## PROBLEM
Give the lines again, unchanged, starting with the line containing "823L454 943L16 1062L0" and ending with the last line of the data below.

[Segmentation mask data]
━━━━━━━━━━━━━━━━

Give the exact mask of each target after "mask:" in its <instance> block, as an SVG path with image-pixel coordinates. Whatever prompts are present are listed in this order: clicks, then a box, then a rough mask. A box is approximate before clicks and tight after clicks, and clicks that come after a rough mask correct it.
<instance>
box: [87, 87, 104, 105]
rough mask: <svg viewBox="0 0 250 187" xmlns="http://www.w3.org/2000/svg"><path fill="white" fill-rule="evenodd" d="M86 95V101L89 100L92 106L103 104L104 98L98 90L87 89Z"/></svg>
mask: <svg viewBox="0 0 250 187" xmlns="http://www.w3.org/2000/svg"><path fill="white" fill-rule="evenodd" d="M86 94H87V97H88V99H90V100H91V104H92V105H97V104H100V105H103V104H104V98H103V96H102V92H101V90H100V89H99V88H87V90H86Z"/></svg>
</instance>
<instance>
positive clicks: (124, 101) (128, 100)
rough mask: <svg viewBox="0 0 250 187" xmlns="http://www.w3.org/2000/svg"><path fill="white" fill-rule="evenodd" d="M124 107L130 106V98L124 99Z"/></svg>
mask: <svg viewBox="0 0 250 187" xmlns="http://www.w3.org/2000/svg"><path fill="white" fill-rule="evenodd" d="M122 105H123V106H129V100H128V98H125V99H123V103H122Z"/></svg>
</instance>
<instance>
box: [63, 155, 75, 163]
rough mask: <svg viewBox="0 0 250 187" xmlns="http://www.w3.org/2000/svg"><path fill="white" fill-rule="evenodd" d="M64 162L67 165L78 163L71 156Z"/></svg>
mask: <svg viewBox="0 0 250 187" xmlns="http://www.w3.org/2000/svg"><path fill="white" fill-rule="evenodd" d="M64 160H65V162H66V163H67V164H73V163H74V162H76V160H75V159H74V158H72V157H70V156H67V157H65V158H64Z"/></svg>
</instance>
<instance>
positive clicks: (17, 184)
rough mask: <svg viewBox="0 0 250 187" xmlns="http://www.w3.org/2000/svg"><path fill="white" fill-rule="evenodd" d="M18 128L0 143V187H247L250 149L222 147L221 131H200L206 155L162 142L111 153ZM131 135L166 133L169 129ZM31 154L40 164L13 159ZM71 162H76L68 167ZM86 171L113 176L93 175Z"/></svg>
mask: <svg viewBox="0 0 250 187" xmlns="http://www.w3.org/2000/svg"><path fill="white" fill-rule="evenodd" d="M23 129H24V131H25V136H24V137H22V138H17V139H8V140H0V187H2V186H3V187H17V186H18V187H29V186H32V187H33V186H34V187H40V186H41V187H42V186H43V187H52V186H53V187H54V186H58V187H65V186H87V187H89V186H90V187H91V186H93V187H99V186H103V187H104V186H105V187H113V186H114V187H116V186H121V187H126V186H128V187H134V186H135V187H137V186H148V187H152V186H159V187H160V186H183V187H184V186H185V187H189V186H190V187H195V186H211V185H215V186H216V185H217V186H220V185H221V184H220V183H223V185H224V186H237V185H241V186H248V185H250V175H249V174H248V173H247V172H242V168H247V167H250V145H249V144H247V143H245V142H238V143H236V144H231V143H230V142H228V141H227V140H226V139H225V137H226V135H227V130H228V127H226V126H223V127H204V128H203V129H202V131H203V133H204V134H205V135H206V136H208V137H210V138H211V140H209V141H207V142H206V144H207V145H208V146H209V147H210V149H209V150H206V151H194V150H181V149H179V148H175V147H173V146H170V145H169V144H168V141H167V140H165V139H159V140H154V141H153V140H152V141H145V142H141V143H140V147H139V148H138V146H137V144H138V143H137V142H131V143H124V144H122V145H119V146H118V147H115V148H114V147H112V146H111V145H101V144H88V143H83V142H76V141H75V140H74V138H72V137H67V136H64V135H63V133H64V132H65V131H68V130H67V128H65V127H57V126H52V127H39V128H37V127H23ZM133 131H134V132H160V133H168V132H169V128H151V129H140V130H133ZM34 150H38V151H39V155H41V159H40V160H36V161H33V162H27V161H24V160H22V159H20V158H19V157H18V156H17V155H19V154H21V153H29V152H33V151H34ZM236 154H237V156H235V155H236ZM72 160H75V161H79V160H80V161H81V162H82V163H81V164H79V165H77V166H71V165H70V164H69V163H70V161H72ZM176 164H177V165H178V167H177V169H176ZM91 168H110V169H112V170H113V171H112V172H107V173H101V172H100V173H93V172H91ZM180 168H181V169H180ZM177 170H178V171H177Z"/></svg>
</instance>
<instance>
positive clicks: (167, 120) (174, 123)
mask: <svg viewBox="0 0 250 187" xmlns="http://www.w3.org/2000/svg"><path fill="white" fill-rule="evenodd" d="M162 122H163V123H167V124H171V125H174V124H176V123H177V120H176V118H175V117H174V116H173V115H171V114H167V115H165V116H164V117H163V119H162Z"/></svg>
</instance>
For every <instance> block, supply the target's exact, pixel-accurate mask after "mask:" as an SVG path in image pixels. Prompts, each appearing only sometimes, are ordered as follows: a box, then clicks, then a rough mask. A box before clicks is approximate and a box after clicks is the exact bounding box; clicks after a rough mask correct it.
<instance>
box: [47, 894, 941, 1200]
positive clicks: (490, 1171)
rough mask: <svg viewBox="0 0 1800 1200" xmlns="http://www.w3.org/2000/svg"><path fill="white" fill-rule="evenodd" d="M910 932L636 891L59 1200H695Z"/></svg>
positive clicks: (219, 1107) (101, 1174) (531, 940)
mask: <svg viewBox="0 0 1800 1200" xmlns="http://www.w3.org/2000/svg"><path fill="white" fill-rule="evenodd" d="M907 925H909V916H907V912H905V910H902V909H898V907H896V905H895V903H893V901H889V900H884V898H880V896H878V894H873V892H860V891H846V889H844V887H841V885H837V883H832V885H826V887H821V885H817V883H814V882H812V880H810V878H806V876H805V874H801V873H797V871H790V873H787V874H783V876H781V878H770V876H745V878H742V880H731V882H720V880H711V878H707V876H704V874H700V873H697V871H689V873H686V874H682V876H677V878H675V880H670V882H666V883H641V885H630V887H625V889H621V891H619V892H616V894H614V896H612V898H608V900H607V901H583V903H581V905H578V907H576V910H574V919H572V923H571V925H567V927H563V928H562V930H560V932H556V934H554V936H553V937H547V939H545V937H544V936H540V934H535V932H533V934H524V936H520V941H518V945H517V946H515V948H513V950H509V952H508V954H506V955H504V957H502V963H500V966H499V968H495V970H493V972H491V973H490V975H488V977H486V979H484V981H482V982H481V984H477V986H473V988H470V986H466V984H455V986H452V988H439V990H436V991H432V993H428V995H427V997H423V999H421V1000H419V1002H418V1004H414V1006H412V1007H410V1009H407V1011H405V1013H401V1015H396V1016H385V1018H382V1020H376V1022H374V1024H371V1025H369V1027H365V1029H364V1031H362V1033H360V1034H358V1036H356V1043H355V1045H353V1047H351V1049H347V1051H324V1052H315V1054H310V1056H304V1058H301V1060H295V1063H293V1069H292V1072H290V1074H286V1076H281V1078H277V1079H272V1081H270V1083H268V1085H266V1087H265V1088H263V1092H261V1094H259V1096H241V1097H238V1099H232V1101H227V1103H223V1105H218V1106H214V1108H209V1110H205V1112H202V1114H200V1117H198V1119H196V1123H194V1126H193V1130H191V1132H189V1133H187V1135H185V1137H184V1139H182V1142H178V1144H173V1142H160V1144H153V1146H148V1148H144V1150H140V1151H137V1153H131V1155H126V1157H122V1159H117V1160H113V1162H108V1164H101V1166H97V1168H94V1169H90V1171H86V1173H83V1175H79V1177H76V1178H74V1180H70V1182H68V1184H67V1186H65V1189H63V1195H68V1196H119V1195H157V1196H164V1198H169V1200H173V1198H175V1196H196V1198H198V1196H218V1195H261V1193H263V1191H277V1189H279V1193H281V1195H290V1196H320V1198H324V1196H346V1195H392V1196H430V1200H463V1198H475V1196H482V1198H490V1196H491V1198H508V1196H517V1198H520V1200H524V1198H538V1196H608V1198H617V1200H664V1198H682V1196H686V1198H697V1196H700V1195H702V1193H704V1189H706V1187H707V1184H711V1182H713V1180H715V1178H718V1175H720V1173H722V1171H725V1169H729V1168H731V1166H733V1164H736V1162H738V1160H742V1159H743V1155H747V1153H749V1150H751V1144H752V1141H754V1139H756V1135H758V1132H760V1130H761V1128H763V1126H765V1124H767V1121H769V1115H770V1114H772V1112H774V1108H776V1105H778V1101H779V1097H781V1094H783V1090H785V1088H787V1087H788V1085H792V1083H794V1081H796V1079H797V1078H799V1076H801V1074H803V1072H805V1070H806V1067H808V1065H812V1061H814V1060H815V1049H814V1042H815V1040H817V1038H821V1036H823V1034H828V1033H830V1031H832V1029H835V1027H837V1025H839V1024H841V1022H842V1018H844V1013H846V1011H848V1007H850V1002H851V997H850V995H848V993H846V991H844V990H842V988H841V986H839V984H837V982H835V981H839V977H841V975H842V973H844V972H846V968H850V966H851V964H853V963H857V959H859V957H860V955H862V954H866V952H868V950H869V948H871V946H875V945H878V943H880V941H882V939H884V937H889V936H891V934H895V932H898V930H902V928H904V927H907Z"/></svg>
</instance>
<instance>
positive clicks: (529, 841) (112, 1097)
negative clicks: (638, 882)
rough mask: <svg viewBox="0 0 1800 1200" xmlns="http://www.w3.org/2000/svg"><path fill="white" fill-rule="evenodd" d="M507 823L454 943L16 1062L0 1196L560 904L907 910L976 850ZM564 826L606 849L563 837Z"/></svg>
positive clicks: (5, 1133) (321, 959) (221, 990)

━━━━━━━━━━━━━━━━

## WRITTEN ANSWER
rough mask: <svg viewBox="0 0 1800 1200" xmlns="http://www.w3.org/2000/svg"><path fill="white" fill-rule="evenodd" d="M507 823L454 943L16 1062L0 1196L560 904L907 910L976 850ZM564 826L606 849L563 837Z"/></svg>
positive clicks: (5, 1133) (321, 959) (221, 990)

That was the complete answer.